» Exercise brief: Repeat every record below exactly, leaving out the pictures.

» Records from a collection:
╭──

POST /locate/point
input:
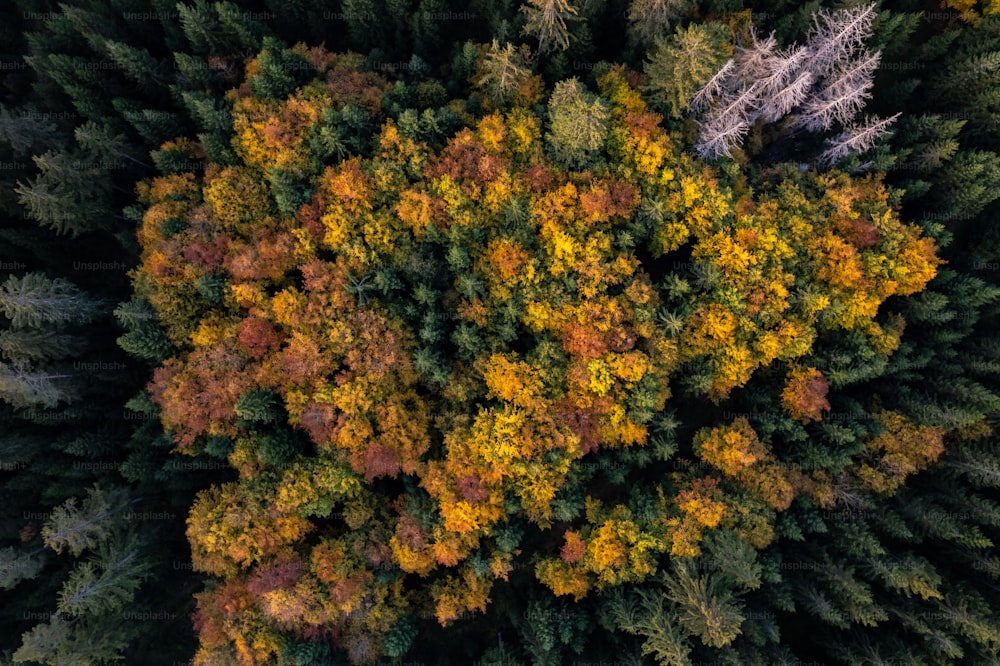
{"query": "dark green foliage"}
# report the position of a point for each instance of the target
(281, 71)
(905, 579)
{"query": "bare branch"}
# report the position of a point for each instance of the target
(835, 36)
(856, 139)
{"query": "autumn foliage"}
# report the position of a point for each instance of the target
(432, 348)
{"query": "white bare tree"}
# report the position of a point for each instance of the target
(781, 101)
(843, 94)
(835, 36)
(856, 139)
(714, 88)
(827, 81)
(725, 126)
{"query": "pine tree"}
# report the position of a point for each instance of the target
(683, 64)
(34, 300)
(24, 387)
(84, 527)
(856, 139)
(578, 124)
(501, 72)
(650, 20)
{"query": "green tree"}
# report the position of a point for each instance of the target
(679, 65)
(578, 124)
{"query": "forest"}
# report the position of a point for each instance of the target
(499, 332)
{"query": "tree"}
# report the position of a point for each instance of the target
(24, 387)
(683, 63)
(836, 36)
(856, 139)
(79, 528)
(34, 300)
(842, 95)
(546, 19)
(578, 124)
(502, 72)
(650, 20)
(827, 80)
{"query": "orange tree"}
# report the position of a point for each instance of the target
(440, 361)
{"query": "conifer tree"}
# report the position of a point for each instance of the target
(546, 19)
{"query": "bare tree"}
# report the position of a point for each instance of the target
(842, 96)
(715, 87)
(780, 102)
(719, 136)
(828, 80)
(547, 21)
(501, 72)
(835, 37)
(856, 139)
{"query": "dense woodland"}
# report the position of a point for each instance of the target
(432, 332)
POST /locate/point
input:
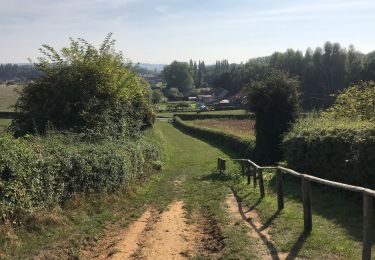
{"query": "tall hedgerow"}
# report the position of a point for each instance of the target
(84, 89)
(274, 99)
(356, 102)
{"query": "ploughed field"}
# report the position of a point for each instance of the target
(243, 128)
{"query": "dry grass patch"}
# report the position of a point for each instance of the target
(243, 128)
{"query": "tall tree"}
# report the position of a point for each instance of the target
(178, 75)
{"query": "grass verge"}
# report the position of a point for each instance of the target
(337, 219)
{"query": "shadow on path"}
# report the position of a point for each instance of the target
(275, 255)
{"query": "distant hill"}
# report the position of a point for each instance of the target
(149, 66)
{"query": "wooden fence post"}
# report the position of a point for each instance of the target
(306, 201)
(222, 165)
(367, 221)
(280, 189)
(248, 173)
(261, 183)
(255, 177)
(243, 167)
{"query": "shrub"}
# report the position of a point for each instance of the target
(341, 150)
(274, 99)
(356, 102)
(243, 146)
(38, 173)
(84, 89)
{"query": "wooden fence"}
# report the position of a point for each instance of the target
(251, 169)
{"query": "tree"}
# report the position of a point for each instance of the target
(174, 94)
(84, 89)
(274, 99)
(157, 96)
(355, 102)
(177, 75)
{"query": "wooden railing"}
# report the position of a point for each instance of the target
(251, 169)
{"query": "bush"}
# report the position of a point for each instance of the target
(341, 150)
(38, 173)
(189, 117)
(243, 146)
(86, 90)
(356, 102)
(274, 100)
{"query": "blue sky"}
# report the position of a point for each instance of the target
(160, 31)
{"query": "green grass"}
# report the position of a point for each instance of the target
(82, 220)
(223, 112)
(337, 223)
(336, 217)
(8, 96)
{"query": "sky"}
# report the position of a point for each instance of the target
(160, 31)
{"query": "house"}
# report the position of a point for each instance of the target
(206, 98)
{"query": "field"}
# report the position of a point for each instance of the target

╰──

» Written solution:
POST /locate/point
input:
{"query": "dark green foliage"}
# report the position of a point for each instance of the target
(281, 71)
(905, 579)
{"query": "bare branch"}
# report the position of a point for each instance of the target
(835, 36)
(856, 139)
{"query": "autumn foliage"}
# report the position of a point for each instance of the target
(432, 348)
{"query": "white bare tree"}
# report the position of a point for each instance of the target
(781, 101)
(843, 94)
(835, 36)
(856, 139)
(714, 88)
(827, 81)
(725, 126)
{"query": "pine tree"}
# report the position of a point for each instance of the target
(683, 64)
(34, 300)
(24, 387)
(84, 527)
(856, 139)
(578, 124)
(501, 72)
(650, 20)
{"query": "green tree"}
# report the position of a point for each instance of the target
(679, 65)
(578, 124)
{"query": "forest"}
# report the position of a point for each instance of the target
(499, 332)
{"query": "tree"}
# report the position of a point for each instance of the target
(24, 387)
(683, 63)
(836, 36)
(856, 139)
(79, 528)
(34, 300)
(842, 95)
(546, 19)
(578, 124)
(502, 72)
(650, 20)
(827, 80)
{"query": "orange tree"}
# report the position of a point for each instance of the target
(440, 361)
{"query": "conifer tree"}
# report the position of a point for each instance of the target
(546, 19)
{"query": "bare tree"}
# report the position of a point for each instance of the target
(842, 96)
(715, 87)
(780, 102)
(719, 136)
(828, 80)
(547, 21)
(501, 72)
(835, 37)
(856, 139)
{"query": "dense woodland"}
# report the position of a point for each instance of the target
(432, 332)
POST /locate/point
input:
{"query": "tall hedgerow"}
# report the position of a point for each instance of the target
(84, 89)
(274, 99)
(356, 102)
{"query": "ploughed field"}
# report the position of a point for each instance of the target
(243, 128)
{"query": "dry grass patch"}
# report the position of a point for each instance of the target
(243, 128)
{"query": "tall tree"}
# report the position of a point for each instance of the target
(178, 75)
{"query": "grass verge"}
# report the position of a point for each instance of the target
(337, 219)
{"query": "shadow on path"}
# report the position of a point for each instance of the target
(275, 255)
{"query": "distant hill"}
# report the position of a point for each instance of the target
(149, 66)
{"query": "wooden fence post"}
# report the position of a point for each instance of the target
(306, 201)
(222, 165)
(367, 221)
(280, 189)
(248, 173)
(261, 183)
(255, 177)
(243, 167)
{"query": "shrub"}
# report the position of a point for each instance of the target
(341, 150)
(274, 99)
(356, 102)
(243, 146)
(38, 173)
(84, 89)
{"query": "wooden fence"}
# report the position of a point for each instance of the target
(251, 169)
{"query": "tree"}
# report the position of a point for each instance of the target
(174, 94)
(84, 89)
(274, 99)
(157, 96)
(355, 102)
(177, 75)
{"query": "wooden railing"}
# report the position of a point for each instance of the target
(251, 169)
{"query": "bush"}
# report the position of a point for each instance of the target
(341, 150)
(38, 173)
(189, 117)
(243, 146)
(86, 90)
(356, 102)
(274, 100)
{"query": "blue sky"}
# report the position of a point for each instance of the target
(160, 31)
{"query": "green grass"}
# report the position of a point for each instance of the target
(82, 220)
(223, 112)
(337, 223)
(336, 217)
(8, 96)
{"query": "sky"}
# report the position of a point for each instance of the target
(160, 31)
{"query": "house"}
# report the position of a point for each instance of the target
(206, 98)
{"query": "field"}
# report the position of a point for each instance of the target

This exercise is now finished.